I'd like the line containing "Target: short dark beard" and each line that follows, through the last line of the material, set down exactly as they are, and no others.

^^^^^^^^

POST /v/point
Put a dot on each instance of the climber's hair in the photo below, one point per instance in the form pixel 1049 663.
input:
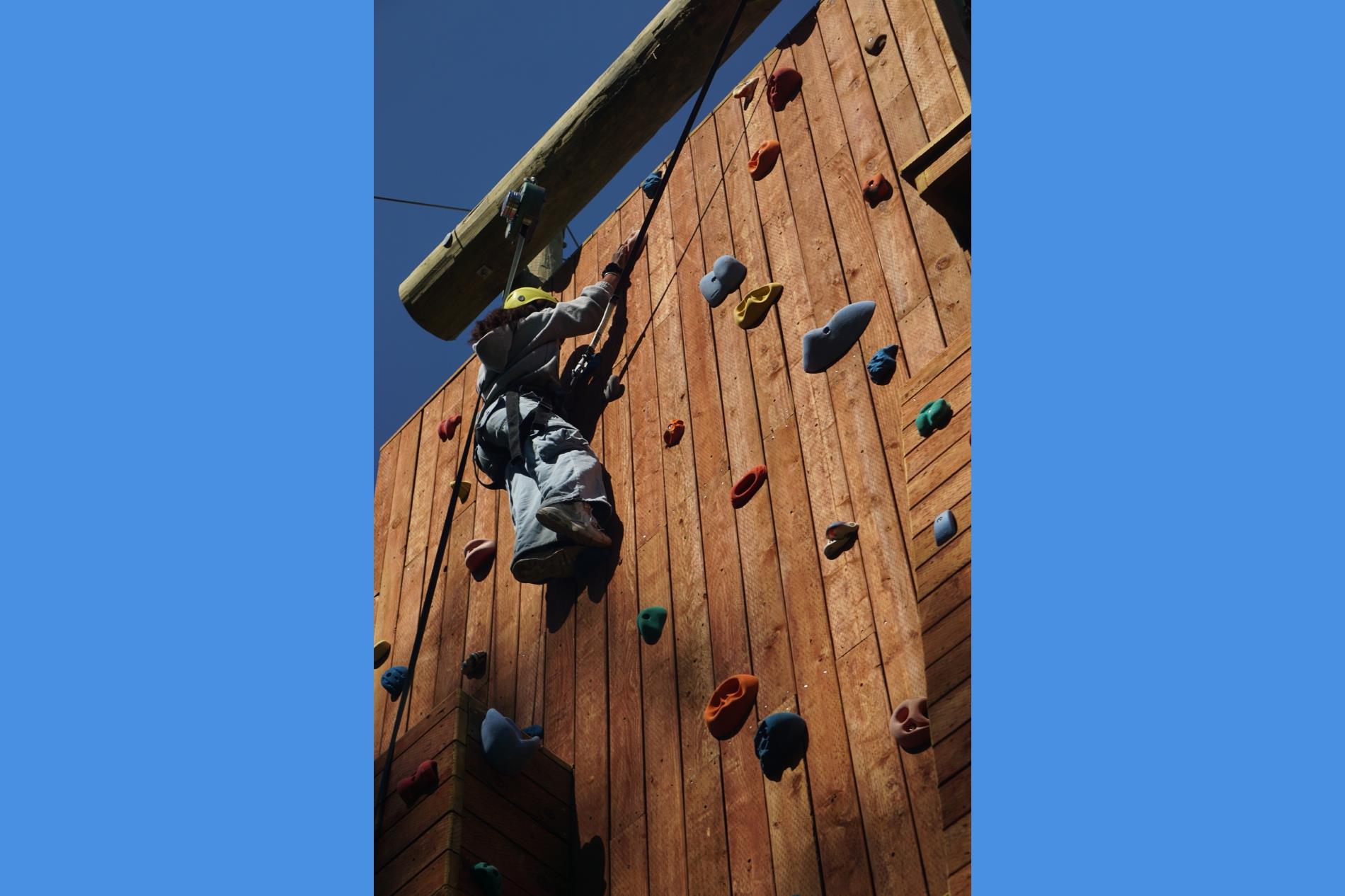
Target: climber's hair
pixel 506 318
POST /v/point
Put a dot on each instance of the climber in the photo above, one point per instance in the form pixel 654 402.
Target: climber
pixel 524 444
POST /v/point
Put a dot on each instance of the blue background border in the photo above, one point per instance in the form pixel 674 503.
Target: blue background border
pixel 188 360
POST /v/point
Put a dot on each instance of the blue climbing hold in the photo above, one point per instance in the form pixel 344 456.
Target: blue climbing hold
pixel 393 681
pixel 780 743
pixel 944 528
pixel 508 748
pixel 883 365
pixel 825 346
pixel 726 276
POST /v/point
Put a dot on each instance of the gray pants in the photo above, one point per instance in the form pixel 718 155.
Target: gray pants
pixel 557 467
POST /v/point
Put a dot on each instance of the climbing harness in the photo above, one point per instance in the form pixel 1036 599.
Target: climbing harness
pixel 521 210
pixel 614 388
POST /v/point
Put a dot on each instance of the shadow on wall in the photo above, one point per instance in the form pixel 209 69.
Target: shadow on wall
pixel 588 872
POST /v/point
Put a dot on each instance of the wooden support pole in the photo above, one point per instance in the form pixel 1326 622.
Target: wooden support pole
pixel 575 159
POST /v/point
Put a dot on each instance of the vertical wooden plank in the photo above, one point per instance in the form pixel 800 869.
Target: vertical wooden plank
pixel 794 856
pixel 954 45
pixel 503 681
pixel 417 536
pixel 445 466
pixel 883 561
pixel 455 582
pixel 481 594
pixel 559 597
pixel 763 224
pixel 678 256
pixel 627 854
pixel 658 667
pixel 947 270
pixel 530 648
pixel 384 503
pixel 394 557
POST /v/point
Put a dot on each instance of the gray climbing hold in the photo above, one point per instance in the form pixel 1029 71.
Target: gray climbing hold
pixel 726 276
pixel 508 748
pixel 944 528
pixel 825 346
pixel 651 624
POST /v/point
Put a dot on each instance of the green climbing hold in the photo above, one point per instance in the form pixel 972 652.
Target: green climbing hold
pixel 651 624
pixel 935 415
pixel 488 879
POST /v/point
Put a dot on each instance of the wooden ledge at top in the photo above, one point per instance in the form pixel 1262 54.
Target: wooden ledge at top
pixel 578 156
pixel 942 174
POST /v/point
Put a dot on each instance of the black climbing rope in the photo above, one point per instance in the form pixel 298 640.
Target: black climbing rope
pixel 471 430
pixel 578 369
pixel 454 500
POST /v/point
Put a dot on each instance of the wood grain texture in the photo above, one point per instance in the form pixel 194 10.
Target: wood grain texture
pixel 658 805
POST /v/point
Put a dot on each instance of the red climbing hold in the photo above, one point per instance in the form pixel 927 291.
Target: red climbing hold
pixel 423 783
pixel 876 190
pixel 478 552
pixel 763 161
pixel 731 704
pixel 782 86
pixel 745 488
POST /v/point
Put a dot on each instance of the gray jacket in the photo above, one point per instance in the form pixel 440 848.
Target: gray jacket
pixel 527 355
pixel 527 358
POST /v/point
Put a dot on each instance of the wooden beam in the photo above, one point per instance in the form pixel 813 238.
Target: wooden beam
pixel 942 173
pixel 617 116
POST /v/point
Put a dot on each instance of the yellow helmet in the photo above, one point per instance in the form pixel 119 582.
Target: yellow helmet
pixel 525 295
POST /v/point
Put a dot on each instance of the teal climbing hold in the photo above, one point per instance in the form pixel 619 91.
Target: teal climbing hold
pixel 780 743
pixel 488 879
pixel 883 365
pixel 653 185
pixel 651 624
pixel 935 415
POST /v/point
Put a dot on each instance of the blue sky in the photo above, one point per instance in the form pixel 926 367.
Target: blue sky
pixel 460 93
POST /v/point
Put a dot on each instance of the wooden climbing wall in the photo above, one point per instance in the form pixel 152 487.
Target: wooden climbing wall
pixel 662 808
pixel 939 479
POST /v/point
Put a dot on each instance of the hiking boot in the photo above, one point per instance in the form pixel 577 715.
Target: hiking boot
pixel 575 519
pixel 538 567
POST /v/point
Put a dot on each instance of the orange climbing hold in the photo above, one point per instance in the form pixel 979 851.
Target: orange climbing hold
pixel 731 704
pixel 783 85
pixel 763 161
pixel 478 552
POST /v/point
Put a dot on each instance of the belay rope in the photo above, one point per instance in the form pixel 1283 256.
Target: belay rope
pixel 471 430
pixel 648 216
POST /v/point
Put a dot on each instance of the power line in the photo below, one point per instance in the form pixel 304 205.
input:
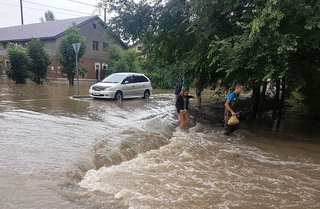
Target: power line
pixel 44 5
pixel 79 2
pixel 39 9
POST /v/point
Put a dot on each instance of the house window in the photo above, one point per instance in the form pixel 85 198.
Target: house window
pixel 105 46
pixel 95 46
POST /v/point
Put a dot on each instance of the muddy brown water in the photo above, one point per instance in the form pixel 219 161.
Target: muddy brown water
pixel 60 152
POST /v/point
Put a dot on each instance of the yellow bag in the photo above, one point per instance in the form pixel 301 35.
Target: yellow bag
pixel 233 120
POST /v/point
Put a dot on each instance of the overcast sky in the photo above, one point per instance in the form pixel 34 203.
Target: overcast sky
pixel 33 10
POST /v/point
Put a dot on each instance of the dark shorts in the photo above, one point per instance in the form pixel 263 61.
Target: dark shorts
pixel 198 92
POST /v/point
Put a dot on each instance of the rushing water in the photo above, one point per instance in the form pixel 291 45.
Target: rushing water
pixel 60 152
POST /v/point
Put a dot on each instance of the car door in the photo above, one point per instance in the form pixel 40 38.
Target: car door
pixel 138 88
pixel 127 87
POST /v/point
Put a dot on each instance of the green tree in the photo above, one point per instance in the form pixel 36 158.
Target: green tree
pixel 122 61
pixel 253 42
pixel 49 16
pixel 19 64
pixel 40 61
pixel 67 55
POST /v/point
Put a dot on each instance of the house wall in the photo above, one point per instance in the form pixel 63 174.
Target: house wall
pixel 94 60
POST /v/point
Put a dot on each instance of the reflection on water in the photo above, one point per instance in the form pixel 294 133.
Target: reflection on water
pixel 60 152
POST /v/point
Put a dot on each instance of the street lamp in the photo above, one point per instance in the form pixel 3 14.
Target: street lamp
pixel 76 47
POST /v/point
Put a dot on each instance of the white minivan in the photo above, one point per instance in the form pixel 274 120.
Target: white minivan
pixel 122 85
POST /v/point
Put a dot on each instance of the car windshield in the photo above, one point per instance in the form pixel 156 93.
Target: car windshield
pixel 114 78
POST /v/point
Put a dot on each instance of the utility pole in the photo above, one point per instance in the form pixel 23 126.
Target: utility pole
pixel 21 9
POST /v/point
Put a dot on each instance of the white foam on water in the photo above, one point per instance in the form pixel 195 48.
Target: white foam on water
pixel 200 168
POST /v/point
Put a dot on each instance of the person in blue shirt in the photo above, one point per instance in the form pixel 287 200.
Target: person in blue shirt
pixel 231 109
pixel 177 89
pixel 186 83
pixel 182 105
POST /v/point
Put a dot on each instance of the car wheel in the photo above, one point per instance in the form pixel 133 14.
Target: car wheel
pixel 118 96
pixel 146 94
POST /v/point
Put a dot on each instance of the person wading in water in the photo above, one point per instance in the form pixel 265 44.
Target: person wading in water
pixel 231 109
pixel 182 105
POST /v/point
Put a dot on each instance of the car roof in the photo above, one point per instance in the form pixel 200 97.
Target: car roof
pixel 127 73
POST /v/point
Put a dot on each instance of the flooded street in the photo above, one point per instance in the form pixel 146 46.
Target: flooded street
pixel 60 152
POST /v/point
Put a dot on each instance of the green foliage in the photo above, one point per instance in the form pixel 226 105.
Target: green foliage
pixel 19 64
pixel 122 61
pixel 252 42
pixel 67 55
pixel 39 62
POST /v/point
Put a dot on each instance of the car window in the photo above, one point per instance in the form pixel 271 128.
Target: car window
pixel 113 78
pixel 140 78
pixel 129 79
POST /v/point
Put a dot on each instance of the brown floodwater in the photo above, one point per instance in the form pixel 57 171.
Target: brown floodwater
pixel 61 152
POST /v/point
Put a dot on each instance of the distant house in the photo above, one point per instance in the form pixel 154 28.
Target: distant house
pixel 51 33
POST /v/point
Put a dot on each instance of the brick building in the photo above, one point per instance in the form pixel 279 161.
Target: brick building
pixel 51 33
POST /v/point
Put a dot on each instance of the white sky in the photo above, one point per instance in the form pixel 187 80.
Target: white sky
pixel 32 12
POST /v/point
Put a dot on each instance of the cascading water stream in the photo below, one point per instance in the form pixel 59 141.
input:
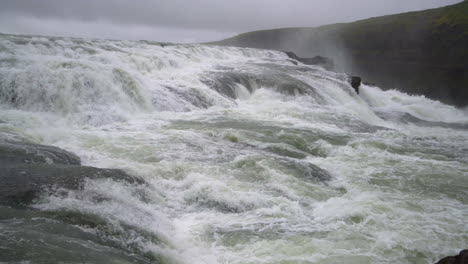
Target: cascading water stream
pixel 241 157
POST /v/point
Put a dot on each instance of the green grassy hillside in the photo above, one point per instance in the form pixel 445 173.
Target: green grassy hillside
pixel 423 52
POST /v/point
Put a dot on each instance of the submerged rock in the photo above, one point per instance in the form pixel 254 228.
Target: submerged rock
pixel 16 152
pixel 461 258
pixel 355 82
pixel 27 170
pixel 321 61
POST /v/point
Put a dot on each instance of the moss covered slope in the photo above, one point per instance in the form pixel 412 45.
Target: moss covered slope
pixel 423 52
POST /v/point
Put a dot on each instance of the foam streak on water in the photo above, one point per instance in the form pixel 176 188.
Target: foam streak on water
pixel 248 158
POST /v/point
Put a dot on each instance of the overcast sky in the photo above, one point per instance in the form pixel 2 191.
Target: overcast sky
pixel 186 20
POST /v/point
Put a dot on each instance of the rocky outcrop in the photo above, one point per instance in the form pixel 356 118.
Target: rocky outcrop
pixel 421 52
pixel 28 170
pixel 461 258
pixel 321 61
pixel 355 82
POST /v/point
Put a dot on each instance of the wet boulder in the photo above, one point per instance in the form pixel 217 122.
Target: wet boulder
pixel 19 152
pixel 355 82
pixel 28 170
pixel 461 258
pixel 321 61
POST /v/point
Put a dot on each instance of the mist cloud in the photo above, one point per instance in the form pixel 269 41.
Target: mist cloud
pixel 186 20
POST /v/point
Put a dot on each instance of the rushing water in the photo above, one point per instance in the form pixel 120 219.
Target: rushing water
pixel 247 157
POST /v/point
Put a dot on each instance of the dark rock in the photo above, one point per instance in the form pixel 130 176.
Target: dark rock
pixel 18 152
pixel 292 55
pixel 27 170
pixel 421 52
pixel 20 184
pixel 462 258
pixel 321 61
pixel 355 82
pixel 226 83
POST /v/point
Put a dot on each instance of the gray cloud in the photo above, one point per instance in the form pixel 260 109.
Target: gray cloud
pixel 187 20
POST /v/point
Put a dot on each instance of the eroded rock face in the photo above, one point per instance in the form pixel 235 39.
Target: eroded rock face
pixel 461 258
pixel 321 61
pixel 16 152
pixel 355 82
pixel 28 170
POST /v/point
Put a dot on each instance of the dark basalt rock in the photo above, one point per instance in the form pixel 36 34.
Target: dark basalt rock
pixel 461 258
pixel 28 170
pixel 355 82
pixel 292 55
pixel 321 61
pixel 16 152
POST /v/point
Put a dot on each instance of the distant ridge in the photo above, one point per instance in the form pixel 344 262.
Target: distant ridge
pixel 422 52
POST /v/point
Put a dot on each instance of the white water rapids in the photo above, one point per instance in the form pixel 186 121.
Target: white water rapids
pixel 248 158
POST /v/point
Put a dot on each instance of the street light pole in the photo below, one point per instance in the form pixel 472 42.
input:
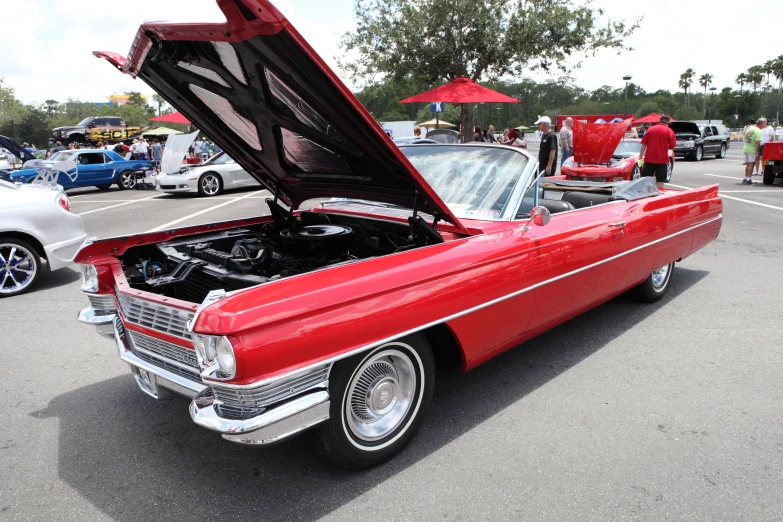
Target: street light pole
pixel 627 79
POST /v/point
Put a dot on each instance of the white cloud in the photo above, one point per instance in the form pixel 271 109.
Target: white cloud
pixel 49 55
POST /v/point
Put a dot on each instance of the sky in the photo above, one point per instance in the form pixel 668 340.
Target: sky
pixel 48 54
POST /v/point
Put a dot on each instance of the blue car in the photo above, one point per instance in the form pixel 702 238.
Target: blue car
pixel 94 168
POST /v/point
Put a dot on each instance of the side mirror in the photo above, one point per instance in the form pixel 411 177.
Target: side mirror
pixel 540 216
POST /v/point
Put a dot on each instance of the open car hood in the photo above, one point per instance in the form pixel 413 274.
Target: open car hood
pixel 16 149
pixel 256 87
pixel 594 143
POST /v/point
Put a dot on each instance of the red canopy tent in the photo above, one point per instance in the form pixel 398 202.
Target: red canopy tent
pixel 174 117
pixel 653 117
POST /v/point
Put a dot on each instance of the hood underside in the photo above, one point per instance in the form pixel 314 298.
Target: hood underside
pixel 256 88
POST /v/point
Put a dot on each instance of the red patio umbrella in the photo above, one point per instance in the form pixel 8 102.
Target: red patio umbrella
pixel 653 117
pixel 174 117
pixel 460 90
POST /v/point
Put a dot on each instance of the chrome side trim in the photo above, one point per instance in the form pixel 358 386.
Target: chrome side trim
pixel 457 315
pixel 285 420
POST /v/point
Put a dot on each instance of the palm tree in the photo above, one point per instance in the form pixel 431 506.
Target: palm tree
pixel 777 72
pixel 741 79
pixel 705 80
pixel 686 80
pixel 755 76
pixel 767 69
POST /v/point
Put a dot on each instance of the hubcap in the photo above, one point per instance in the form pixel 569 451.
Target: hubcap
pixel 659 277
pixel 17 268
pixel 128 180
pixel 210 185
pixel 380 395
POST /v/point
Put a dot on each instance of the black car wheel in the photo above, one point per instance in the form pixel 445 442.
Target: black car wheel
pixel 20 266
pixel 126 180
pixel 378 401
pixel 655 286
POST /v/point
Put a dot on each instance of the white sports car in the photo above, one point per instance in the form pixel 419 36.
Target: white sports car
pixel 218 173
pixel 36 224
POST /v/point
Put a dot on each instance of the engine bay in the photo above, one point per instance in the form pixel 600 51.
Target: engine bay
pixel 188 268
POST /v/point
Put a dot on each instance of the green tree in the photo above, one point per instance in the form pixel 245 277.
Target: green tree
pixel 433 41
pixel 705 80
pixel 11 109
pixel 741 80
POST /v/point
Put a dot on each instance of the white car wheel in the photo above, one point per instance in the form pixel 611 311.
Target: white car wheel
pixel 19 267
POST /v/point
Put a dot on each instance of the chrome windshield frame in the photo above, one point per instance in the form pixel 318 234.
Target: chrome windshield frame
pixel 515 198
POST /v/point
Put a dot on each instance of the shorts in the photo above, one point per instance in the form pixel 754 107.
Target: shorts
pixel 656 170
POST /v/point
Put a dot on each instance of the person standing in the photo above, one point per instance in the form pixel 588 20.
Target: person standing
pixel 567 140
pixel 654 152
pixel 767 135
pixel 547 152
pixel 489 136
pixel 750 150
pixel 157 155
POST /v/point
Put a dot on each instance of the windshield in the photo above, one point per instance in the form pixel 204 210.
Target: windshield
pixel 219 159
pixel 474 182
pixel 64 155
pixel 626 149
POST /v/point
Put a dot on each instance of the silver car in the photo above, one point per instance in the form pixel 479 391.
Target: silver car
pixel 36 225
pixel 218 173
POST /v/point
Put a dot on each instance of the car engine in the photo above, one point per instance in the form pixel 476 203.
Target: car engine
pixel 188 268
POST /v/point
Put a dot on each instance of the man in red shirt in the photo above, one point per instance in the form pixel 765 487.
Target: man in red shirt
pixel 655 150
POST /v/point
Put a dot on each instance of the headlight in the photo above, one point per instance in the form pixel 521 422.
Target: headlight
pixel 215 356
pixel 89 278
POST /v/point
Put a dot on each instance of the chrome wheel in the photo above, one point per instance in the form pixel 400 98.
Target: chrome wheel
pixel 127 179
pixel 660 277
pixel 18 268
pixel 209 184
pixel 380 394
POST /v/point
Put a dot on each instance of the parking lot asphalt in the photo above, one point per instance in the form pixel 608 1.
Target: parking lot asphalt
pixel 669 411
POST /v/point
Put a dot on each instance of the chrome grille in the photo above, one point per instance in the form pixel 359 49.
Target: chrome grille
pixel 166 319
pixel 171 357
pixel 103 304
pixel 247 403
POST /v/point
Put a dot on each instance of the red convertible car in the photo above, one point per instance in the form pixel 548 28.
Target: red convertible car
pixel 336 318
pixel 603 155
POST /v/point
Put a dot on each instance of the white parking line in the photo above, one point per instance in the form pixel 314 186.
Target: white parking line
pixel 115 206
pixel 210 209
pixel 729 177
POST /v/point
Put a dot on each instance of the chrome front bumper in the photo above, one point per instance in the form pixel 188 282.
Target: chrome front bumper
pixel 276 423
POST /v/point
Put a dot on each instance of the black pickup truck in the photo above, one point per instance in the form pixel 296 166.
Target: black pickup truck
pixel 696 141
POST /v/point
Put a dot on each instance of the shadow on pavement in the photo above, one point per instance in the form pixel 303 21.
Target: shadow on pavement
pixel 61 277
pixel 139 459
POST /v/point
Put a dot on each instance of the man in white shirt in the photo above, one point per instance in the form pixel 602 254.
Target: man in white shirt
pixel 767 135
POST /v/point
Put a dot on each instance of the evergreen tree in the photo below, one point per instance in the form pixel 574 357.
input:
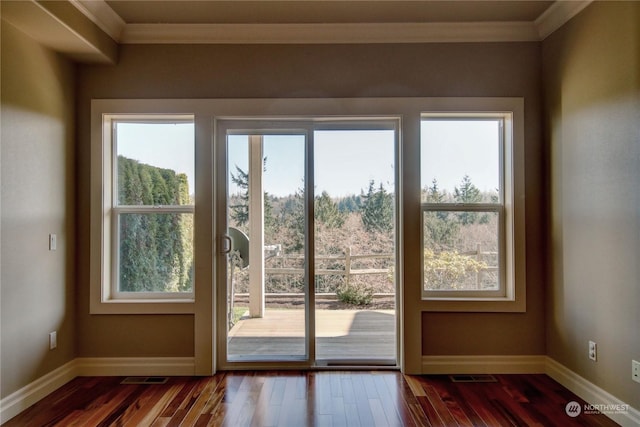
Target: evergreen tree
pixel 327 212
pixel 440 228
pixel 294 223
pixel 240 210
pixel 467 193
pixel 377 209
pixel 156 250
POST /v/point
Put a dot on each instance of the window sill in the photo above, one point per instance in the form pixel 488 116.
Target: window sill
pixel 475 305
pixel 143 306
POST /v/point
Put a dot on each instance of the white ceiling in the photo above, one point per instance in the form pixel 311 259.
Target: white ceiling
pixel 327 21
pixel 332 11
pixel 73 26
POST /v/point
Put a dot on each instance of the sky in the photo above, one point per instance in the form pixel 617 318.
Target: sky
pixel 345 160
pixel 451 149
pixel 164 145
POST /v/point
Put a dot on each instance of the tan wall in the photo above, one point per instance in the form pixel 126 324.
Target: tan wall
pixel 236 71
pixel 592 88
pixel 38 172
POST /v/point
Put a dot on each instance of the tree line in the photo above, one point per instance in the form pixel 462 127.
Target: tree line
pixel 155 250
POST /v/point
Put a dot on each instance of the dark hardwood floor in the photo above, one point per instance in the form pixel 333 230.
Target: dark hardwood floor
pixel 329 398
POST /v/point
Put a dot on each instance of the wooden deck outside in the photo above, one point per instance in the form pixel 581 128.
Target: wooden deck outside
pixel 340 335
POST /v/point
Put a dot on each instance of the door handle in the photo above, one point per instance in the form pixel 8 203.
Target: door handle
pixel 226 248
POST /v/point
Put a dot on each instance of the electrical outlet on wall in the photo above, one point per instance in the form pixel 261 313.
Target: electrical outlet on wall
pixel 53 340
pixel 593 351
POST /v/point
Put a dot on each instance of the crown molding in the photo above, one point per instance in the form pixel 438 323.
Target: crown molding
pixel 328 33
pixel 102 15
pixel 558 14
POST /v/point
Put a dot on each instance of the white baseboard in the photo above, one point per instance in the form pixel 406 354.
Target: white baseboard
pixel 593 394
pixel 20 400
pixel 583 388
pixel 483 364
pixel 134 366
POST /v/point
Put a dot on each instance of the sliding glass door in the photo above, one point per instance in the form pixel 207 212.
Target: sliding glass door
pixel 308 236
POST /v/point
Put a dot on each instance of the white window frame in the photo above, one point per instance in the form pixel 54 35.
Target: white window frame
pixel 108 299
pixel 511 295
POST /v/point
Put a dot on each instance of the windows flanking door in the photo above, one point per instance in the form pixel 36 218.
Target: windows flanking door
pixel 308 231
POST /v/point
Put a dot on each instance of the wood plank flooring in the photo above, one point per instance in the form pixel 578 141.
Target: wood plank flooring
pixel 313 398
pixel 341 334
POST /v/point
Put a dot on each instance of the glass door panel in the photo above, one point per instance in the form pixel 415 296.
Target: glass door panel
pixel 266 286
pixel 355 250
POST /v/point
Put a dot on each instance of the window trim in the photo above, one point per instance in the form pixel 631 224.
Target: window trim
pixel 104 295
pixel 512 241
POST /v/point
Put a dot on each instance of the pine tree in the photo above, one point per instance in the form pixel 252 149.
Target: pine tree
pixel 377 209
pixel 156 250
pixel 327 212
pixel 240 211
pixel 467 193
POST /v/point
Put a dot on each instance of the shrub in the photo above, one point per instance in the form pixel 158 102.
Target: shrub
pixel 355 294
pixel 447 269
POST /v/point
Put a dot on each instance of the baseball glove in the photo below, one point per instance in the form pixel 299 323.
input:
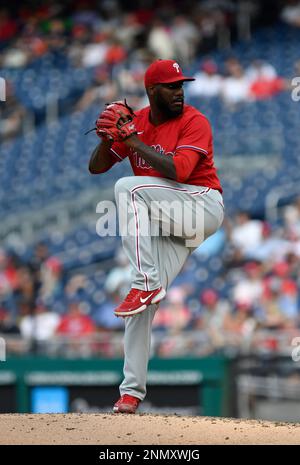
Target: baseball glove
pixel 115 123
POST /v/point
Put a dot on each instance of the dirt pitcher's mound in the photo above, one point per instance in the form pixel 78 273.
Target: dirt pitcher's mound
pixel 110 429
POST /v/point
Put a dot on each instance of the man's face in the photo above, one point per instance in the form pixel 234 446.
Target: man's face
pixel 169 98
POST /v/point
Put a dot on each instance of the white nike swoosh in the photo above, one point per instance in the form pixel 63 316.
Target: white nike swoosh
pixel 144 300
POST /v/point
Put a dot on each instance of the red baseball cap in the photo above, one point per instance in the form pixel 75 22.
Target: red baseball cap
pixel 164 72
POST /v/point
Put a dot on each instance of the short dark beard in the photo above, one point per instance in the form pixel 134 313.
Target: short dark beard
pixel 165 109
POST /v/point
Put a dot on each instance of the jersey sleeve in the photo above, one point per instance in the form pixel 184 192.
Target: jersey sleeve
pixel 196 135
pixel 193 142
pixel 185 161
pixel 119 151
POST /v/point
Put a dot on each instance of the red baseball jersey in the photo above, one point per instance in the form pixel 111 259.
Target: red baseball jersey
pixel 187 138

^^^^^^^^

Expected answer:
Target: short dark beard
pixel 165 109
POST /v/point
Put a dot on each instance of the jersey sleeve in the photo above, one point per instance in the form pixel 184 192.
Target: jersey sleeve
pixel 196 135
pixel 193 142
pixel 185 161
pixel 119 151
POST /v/point
Put a dot on each instance of the red baseball jersey in the photo above, one point per instance in the form pixel 111 259.
Target: red baseball jersey
pixel 187 138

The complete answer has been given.